*** DATA UNDER STUDY ***
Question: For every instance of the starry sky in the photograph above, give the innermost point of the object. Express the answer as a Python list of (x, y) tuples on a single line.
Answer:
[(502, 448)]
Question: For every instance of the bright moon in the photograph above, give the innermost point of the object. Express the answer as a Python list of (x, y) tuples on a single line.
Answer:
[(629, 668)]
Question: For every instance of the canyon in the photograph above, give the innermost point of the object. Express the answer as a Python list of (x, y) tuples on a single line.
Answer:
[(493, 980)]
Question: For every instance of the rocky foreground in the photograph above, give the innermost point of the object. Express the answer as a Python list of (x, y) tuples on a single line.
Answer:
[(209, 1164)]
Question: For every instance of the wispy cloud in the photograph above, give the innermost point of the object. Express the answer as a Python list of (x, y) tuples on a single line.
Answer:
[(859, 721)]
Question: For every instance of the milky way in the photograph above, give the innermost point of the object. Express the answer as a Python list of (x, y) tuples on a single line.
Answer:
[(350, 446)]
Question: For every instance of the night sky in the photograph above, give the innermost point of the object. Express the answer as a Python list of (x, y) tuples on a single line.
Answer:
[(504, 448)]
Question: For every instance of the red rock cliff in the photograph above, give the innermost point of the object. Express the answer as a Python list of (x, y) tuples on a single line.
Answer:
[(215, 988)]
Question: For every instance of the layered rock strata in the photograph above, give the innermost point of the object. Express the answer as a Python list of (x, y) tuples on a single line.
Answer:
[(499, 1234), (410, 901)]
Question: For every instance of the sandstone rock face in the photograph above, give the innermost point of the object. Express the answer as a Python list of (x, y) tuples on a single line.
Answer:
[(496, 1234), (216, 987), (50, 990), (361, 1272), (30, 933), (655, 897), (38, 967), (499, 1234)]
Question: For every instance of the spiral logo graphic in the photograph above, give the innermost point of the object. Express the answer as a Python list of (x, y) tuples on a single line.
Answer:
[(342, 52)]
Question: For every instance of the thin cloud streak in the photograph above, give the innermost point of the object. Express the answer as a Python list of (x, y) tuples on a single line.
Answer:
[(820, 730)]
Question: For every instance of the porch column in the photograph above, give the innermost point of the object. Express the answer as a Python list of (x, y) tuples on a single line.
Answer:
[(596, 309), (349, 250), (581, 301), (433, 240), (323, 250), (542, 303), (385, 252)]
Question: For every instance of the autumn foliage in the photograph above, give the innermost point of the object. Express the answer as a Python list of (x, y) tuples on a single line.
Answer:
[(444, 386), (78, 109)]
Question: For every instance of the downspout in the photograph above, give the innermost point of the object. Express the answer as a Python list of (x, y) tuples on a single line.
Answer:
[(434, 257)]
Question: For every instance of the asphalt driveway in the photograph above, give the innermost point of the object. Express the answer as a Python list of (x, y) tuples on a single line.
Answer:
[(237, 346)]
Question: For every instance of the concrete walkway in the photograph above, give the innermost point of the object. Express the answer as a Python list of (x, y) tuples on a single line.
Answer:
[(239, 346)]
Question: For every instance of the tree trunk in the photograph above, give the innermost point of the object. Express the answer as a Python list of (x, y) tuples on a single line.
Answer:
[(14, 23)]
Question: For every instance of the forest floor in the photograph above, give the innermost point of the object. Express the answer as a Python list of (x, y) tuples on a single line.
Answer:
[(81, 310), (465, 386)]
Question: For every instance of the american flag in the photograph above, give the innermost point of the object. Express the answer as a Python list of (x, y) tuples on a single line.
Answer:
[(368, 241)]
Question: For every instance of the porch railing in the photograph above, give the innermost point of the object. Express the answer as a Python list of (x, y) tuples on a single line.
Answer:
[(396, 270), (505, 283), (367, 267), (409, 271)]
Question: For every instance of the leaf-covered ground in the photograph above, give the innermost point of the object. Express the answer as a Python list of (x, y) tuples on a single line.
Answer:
***
» BRIEF:
Word for word, write out the entries above again.

» WRITTEN SOLUTION:
Question: For every instance of the starry sky in the photograph above, give the innermost point of the object. Express the answer as a Python list of (x, y) tuples on a single line.
Answer:
[(502, 448)]
Question: For every instance of the bright moon in the photograph above, give the innermost point of the object. Express the answer as a Python list of (x, y) tuples on a single line.
Answer:
[(629, 668)]
Question: For every instance of the canyon in the photograph above, give the innermost point of the object. Express the answer as a Python list of (x, y) tuples on a single line.
Answer:
[(493, 980)]
Question: For every instance of the rocky foreground in the photograph above, give the innermost point of the object. Express the answer as a Python list of (x, y) tuples on a single line.
Answer:
[(209, 1164)]
Question: For every instance of the wispy cloud in the photograph above, give the innermost point of the object. Express the answer as a Python list of (x, y) tuples on a single line.
Answer:
[(859, 721)]
Question: For every instance of the milky way in the photograph above, give the innermost point of the object. Express the answer as a Python list of (x, y) tuples on a single line.
Answer:
[(350, 446)]
Question: For every instance of the night sky in the photograph above, give the innermost point of the object. Express the answer as a Python list of (x, y) tuples on a single line.
Answer:
[(504, 448)]
Question: For every instance of the red rock cliff in the photograph above, give the innermost point of the object. Express the answer as a Python list of (x, y) tuples on a single line.
Answer:
[(215, 988)]
Question: For every instance of the layered rock strata in the photograph above, give the innermost point of the object. Express the answer as a Python list of (x, y) tuples on a single line.
Answer:
[(499, 1234), (410, 901)]
Question: For every instance of the sandstone rock face in the photograph above, give the innermost point of the object. Express the answer as a Python list of (x, y) tuples on a single line.
Answer:
[(496, 1234), (216, 987), (50, 990), (361, 1272), (30, 933), (655, 897), (38, 967), (499, 1234)]
Question: For every instance of the spiral logo graphic in the photograph above, give the innermost point of the object. Express the answer as a Python list of (x, y) tuples on a single line.
Answer:
[(342, 52)]
Question: For every instance of the thin cloud streak in the photograph above, give the innermost point of the object. Express the answer as a Python list of (x, y) tuples on a single line.
Answer:
[(820, 730)]
Question: For every instance of the porch column in the photograph above, give the innermost point of the object. Express the answer as a Python list of (x, y) tuples on a single line.
Answer:
[(596, 309), (349, 250), (581, 301), (433, 240), (323, 250), (542, 303), (385, 252)]
Question: For every instance of the autumn foliage in the photograph above, give the innermost point of the object. Express the answer as a Python list of (x, y) tuples on a single line.
Answer:
[(444, 386), (78, 109)]
Question: For every instance of the downspout in the photograph above, give the innermost point of the object. Express the answer as a Python list of (x, y) tuples on a single line.
Answer:
[(434, 257)]
Question: For every instance of the asphalt driveway in the photograph above, give the innermost point of the object. Express the answer as a Python list of (x, y) tuples on a single line.
Answer:
[(237, 346)]
Question: For every instance of the concrete walkway in the photograph above, give the innermost point of the object. Express the answer as a Python list of (x, y) tuples on a single line.
Answer:
[(239, 346)]
Question: For every instance of the tree trunk in the photograph above, give the innermost point of the object. Express the answer as a Python list of (x, y) tuples on a single line.
Answer:
[(14, 23)]
Question: For every instance of the forest floor in the photograph above, give the innermost point of the object. Express the answer as a Python list of (x, y) tuples on a single line.
Answer:
[(81, 310), (465, 386)]
Question: For every instance of the american flag in the photograph above, give the innermost point of the object. Express the answer as a Python list of (x, y) tuples on a single line.
Answer:
[(368, 241)]
Question: For every instance of the porch railing in the photograph above, give the innermost point of the object. Express the answer as a Python list of (x, y) tuples on a single line.
Answer:
[(396, 270), (505, 283), (367, 267), (409, 271)]
Question: For every instance of the leaf-covered ground in the photograph above, give the innermost point of the object. Express the answer as a Python list of (x, y) tuples on a single line.
Answer:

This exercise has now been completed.